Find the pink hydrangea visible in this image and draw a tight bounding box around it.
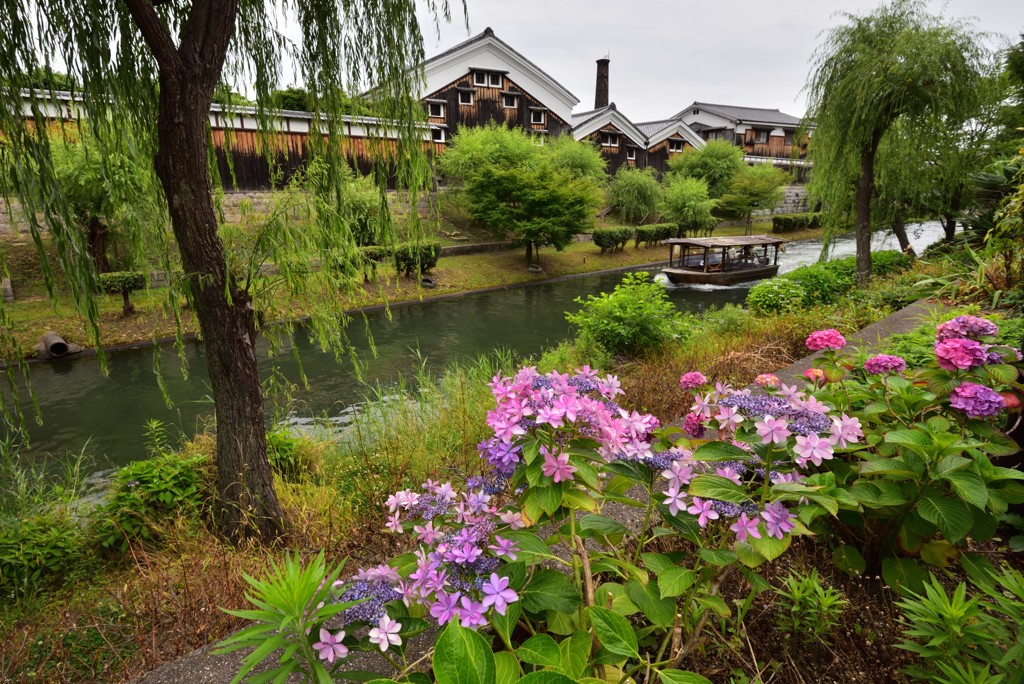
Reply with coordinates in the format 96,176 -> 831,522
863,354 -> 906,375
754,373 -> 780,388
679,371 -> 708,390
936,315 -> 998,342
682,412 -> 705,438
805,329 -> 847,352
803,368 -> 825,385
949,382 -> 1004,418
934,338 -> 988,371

★ ★ ★ ★ ★

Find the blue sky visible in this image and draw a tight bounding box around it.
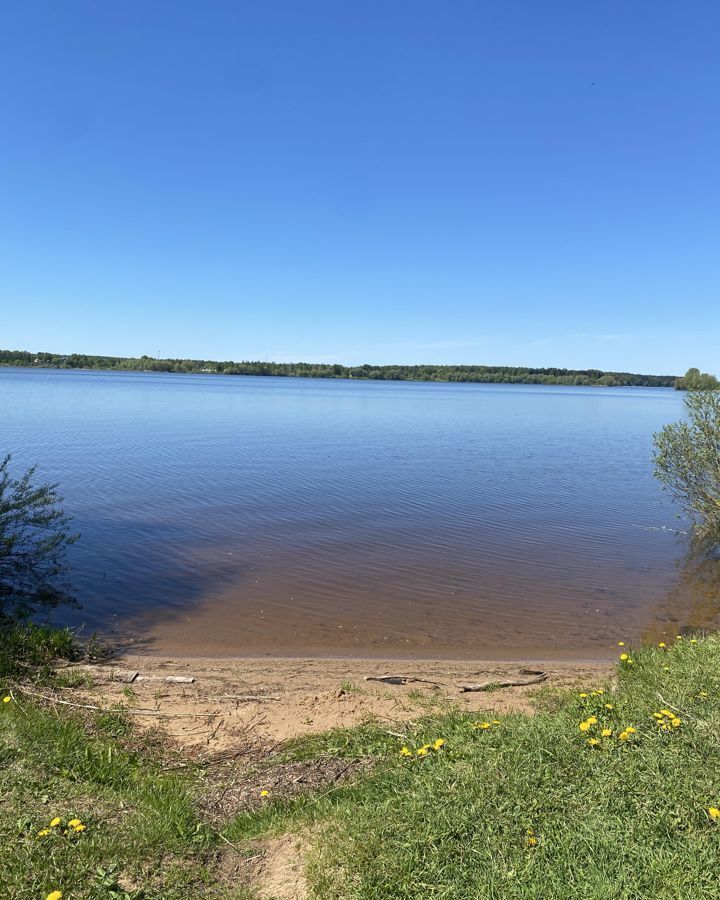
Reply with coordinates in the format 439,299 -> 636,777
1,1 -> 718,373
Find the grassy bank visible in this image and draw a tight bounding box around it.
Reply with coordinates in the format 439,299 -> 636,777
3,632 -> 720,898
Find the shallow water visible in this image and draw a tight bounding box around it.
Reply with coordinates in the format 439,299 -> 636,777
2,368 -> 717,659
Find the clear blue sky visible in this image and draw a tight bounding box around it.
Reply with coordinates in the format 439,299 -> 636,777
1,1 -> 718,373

★ ★ ★ ★ ★

_Task description_
In the entries, find every line holding "visible" and copy it.

_Exercise result_
Find the pink hydrangea visible in this image and draw a tight bounding box around it.
Find the blue sky visible in this image and draw a tight bounding box around it.
Find the grassy bank visible in this image and draw a tight bounding box around it.
Find the shallow water visible in this image and draw a tight bounding box around it.
Find the clear blue sky visible in this image and draw a tight bounding box around it.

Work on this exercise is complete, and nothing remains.